[Extracted records]
>> Begin

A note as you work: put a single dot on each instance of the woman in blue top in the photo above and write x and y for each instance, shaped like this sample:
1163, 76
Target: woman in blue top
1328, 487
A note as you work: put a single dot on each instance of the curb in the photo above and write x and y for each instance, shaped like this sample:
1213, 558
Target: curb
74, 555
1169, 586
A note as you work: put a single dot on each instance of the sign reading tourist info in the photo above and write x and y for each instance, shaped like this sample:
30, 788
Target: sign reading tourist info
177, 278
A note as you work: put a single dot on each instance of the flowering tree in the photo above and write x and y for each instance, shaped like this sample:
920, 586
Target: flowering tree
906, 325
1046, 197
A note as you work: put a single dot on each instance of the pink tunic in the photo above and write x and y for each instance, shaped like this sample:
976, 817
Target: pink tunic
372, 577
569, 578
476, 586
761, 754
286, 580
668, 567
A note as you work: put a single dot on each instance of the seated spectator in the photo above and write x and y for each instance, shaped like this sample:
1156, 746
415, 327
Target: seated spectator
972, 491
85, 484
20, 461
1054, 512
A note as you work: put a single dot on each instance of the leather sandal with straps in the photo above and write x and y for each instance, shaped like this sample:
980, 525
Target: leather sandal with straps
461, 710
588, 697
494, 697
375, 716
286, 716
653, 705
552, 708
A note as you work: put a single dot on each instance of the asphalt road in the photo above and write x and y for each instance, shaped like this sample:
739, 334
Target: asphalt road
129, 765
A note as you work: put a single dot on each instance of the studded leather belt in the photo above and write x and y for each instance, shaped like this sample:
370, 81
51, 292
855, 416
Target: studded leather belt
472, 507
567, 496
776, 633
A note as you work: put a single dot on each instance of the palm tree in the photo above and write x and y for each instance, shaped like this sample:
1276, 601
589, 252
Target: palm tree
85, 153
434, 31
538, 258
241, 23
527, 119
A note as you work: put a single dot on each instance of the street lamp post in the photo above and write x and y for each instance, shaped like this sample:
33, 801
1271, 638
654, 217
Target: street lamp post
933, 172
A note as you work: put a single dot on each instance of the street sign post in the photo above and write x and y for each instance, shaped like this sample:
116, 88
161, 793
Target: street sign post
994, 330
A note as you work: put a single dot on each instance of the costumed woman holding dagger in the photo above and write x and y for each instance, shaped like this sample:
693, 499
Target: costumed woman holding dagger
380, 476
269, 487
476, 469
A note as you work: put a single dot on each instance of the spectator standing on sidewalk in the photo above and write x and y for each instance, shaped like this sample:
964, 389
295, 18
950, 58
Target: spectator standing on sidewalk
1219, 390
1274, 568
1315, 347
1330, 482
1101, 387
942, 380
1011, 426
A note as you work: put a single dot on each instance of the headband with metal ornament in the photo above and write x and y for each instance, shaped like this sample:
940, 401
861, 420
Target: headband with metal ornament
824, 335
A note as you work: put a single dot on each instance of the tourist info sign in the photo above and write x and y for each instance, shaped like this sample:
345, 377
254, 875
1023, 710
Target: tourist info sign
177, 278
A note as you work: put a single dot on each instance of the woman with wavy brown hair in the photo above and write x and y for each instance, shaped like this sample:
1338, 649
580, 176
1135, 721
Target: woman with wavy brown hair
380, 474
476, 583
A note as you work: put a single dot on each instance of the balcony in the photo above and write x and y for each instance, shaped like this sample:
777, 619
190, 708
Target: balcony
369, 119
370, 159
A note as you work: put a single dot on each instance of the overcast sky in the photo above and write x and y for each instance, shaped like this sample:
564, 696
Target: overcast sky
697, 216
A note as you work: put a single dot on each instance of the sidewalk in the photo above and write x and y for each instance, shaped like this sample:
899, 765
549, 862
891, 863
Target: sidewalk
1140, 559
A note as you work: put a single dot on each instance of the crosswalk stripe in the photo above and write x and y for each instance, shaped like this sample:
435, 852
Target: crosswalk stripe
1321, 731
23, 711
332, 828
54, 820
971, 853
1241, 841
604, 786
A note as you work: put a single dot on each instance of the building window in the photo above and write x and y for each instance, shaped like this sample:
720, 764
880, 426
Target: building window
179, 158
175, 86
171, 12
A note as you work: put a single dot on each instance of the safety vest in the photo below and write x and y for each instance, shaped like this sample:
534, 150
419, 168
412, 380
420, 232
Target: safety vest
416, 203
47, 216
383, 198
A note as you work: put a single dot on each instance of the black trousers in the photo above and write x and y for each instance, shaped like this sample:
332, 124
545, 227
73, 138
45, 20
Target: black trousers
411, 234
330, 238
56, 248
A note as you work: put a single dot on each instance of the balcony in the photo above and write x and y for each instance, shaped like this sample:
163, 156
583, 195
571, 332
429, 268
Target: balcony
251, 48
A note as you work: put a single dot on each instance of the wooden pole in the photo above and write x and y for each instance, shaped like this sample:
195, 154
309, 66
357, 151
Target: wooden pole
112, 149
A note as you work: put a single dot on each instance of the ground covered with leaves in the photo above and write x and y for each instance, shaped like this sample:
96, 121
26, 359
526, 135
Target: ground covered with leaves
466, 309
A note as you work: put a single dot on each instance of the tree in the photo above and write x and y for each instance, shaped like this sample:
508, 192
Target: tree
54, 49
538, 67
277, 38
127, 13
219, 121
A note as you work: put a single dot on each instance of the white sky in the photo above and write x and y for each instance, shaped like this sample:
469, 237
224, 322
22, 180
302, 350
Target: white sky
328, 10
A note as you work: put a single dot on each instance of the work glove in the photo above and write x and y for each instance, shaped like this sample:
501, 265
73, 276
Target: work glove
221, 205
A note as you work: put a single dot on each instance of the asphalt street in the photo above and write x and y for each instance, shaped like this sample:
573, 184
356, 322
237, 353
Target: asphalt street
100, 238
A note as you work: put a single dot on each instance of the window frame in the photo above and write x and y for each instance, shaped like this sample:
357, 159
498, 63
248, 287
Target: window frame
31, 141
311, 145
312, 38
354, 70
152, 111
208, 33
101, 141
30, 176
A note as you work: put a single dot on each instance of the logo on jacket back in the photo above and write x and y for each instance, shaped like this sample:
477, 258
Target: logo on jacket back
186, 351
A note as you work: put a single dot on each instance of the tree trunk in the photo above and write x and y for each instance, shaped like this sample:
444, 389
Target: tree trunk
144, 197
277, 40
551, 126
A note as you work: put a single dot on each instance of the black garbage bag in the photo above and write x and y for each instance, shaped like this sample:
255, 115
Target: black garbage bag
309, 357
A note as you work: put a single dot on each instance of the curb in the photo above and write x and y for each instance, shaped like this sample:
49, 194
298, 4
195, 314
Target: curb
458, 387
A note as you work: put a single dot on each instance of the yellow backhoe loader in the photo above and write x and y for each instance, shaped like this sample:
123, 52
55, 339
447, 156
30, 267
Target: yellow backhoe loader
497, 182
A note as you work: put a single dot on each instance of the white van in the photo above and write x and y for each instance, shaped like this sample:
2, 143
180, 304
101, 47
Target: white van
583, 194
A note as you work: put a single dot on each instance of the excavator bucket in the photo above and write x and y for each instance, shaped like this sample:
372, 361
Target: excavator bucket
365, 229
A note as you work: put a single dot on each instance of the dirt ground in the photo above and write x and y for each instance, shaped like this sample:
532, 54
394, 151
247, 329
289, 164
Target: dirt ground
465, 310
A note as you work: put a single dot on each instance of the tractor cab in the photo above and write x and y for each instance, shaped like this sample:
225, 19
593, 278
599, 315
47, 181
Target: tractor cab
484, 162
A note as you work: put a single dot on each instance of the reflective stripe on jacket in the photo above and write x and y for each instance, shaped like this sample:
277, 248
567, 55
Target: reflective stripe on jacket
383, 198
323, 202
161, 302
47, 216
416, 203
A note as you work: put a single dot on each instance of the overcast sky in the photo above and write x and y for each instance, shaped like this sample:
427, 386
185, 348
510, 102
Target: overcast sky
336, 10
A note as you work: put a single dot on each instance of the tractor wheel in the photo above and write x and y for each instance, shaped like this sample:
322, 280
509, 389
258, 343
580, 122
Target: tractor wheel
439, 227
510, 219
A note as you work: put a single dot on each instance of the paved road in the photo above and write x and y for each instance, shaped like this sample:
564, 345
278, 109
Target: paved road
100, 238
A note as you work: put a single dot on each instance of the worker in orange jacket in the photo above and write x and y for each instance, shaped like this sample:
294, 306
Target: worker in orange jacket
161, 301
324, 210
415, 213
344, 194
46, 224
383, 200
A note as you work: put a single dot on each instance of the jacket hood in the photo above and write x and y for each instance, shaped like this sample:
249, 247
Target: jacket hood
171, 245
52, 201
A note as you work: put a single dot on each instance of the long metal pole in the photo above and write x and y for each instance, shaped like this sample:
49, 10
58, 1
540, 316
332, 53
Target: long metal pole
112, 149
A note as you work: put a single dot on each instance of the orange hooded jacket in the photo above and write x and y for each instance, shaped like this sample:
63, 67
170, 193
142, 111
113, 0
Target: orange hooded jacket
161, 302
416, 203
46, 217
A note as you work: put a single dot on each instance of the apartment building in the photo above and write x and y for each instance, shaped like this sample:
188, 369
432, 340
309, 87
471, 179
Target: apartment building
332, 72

>> End

WHAT NEEDS TO BE DONE: Write the lines out verbatim, from the one with "of the paved" through the last line of the entries, and stop there.

TASK RESULT:
A note as you work: put a single dot on each instance of the paved road in the photo above and write x and y for each instance, shaped like this sample:
564, 345
278, 109
Target: paved road
100, 238
A note as you work: put a single dot on each instance of the worker in orange jacket in the photo above and write x and y for each instance, shaped like this sample:
294, 306
Target: worker in orange jacket
161, 301
324, 210
415, 213
344, 194
46, 224
383, 200
A note as you work: put a single dot on each instance of the jacket hood in the photo above and write x and y for each instance, shaped like this sample:
249, 247
Target: jacket hood
171, 245
52, 201
A note as you work: put a single dot on each instance of the long metal pole in the photo above and write x and y for each instance, shaped like this sample:
49, 10
58, 1
540, 316
332, 53
Target: long metal pole
112, 149
A note as you work: put a single dot on each instance of the orange hooded jacket in the photo above and write x and y for each instance, shaped like this sample:
63, 67
170, 193
142, 111
113, 0
Target: orange hooded jacket
161, 302
416, 203
46, 217
A note as you work: put a single dot on each instance of the apartment building in the photo above and write x and y for each instance, shaped like this sample:
188, 369
432, 340
309, 87
471, 179
Target: apartment building
332, 72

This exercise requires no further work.